Excerto escolhido |
Ter filhos é, tantas vezes, deixar para depois o que queríamos fazer hoje. É repensar planos. É organizar a vida em função deles. Mesmo quando os planos não os incluem envolvem sempre a logística dos filhos, quem fica com eles, a chamada para saber se estão bem, o telemóvel perto para qualquer urgência, a estranheza inicial do silêncio imposto pela sua ausência.
É desejar que aquele dia em que vão dormir aos avós chegue depressa, porque o cansaço é muito e a necessidade de silêncio é tanta, mas depois, quando a casa só tem os barulhos inusitados que parecem sair das paredes, reina um sentimento de falta como se alguma coisa estivesse esquecida. Abre-se uma garrafa de vinho, prepara-se o comer (aquelas iguarias que não se fazem quando eles estão em casa porque isto e aquilo tem este e aquele aspecto e sabe invariavelmentea a cáca), liga-se a televisão, o que de lá sai ocupa o pensamento e os filhos só voltam ao caminhar para a cama, quando não há quem precise de comandos para lavar os dentes.

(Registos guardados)
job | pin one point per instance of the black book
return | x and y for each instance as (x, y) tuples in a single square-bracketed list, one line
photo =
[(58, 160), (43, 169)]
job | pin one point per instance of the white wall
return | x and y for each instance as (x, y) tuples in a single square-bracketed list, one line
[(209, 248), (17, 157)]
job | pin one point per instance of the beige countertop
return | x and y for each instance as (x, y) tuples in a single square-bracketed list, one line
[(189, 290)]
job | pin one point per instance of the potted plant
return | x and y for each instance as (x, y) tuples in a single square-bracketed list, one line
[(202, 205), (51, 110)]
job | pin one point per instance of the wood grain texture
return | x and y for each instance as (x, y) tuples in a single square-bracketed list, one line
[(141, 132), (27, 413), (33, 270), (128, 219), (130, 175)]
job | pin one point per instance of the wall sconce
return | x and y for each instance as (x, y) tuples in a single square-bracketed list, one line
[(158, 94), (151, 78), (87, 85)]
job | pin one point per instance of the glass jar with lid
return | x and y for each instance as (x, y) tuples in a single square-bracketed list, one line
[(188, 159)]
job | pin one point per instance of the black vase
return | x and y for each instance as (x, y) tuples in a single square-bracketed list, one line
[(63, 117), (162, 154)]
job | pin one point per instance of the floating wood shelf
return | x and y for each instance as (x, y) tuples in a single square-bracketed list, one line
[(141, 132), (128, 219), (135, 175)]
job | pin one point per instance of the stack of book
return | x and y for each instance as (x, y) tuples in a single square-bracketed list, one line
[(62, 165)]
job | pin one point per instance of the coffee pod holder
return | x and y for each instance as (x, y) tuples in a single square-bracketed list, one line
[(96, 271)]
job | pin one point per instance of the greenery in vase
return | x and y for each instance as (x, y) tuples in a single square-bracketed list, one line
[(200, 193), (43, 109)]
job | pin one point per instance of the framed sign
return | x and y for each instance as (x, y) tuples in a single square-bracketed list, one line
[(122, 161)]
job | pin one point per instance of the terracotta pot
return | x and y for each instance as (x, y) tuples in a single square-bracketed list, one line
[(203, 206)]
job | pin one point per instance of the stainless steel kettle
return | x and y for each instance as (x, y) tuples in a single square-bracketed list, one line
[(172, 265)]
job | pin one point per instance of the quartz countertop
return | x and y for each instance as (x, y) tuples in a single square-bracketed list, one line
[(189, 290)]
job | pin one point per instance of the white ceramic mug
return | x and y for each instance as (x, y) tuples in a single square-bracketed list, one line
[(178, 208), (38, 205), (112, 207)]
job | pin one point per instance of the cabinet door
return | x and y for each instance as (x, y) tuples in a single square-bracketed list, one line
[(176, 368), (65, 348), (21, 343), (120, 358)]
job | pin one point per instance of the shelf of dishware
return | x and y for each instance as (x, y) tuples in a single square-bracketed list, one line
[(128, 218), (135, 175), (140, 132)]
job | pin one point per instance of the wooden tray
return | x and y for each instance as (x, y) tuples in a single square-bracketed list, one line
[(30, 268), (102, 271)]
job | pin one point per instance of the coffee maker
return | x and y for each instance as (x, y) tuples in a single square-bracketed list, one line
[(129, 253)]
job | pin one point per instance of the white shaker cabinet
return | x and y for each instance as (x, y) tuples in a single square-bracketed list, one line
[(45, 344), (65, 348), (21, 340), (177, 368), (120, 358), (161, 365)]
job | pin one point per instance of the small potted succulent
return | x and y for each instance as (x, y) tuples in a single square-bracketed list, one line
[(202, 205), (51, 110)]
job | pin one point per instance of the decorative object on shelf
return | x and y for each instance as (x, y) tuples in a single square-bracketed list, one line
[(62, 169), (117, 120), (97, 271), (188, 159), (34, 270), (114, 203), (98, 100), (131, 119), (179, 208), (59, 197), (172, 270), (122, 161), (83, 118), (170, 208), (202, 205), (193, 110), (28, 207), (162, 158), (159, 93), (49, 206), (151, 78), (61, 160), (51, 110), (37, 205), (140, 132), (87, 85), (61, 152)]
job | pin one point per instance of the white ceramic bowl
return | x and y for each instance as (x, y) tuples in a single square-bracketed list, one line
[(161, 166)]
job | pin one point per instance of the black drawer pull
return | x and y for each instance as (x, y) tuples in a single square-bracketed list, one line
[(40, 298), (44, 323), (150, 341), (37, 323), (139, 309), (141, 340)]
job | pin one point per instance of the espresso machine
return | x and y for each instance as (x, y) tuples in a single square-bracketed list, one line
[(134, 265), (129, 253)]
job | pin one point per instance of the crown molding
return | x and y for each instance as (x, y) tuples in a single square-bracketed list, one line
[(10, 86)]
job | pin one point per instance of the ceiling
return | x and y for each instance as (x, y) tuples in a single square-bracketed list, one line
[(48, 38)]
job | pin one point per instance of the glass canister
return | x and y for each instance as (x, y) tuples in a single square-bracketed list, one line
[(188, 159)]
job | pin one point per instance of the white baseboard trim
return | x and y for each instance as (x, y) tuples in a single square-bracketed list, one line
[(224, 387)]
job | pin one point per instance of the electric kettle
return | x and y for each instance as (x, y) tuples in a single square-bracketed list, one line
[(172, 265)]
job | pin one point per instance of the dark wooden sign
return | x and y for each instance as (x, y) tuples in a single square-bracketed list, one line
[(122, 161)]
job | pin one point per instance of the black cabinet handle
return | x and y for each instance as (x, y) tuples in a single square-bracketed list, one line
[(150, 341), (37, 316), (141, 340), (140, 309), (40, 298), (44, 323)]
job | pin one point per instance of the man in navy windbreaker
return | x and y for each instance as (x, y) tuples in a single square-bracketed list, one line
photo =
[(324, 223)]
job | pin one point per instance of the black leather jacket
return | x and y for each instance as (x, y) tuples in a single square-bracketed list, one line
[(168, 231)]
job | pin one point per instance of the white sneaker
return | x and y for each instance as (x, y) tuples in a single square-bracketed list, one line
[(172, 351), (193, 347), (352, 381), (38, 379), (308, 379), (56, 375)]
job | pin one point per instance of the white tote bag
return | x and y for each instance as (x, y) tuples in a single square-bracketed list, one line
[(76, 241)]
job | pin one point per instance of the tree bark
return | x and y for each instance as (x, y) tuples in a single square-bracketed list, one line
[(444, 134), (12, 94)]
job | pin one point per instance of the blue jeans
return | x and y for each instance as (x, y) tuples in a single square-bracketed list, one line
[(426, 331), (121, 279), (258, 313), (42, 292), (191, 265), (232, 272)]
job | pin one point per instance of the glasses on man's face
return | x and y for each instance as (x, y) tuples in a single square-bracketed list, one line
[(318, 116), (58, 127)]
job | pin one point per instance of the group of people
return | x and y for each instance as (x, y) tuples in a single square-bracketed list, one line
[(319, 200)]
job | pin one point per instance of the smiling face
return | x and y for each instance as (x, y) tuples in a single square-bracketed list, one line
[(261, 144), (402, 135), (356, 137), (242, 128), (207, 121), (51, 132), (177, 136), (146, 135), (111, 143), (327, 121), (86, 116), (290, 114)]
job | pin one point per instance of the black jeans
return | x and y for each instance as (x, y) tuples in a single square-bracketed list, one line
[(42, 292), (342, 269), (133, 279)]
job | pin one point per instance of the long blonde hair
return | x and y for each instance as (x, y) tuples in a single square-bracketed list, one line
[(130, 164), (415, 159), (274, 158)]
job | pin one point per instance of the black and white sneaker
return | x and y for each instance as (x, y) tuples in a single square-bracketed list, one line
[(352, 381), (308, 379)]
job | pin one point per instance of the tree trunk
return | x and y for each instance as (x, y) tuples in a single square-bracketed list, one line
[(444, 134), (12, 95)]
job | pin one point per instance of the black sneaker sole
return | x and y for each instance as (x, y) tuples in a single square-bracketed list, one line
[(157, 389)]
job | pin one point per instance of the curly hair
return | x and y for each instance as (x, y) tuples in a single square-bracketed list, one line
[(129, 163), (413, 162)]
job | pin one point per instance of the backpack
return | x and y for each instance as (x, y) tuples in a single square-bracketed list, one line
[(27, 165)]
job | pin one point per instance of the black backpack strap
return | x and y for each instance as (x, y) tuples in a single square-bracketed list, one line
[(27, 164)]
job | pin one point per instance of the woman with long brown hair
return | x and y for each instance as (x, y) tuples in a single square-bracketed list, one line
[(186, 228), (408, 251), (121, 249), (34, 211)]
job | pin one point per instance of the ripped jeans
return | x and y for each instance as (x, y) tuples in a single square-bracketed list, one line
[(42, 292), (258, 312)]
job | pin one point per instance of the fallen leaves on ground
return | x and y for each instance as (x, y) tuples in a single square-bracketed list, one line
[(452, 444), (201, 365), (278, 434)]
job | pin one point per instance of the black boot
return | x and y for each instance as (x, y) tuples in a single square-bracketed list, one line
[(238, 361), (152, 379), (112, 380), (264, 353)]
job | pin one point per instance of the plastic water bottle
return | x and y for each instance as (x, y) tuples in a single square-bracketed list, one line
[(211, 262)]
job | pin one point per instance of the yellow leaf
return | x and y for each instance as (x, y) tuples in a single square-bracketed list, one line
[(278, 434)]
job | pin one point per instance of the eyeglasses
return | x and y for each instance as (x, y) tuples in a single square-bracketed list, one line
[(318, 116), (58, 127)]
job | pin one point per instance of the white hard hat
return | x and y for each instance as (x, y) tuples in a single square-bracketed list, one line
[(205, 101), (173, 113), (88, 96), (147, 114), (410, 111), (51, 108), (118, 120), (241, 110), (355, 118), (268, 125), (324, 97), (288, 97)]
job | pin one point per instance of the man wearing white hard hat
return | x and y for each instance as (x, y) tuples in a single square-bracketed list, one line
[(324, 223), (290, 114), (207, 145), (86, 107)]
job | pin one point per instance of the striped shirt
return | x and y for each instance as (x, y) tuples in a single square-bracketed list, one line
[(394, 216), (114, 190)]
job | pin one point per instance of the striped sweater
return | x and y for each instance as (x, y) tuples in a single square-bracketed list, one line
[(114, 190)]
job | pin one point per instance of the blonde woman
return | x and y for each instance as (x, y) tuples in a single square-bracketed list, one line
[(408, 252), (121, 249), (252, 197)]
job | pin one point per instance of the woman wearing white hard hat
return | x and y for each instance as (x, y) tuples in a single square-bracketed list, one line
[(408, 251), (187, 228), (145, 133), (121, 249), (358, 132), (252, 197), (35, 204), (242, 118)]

Exercício |
Imprime o texto sobre ter filhos na íntegra, sem alterar nada.

Resposta |
Ter filhos é, tantas vezes, deixar para depois o que queríamos fazer hoje. É repensar planos. É organizar a vida em função deles. Mesmo quando os planos não os incluem envolvem sempre a logística dos filhos, quem fica com eles, a chamada para saber se estão bem, o telemóvel perto para qualquer urgência, a estranheza inicial do silêncio imposto pela sua ausência.
É desejar que aquele dia em que vão dormir aos avós chegue depressa, porque o cansaço é muito e a necessidade de silêncio é tanta, mas depois, quando a casa só tem os barulhos inusitados que parecem sair das paredes, reina um sentimento de falta como se alguma coisa estivesse esquecida. Abre-se uma garrafa de vinho, prepara-se o comer (aquelas iguarias que não se fazem quando eles estão em casa porque isto e aquilo tem este e aquele aspecto e sabe invariavelmentea a cáca), liga-se a televisão, o que de lá sai ocupa o pensamento e os filhos só voltam ao caminhar para a cama, quando não há quem precise de comandos para lavar os dentes.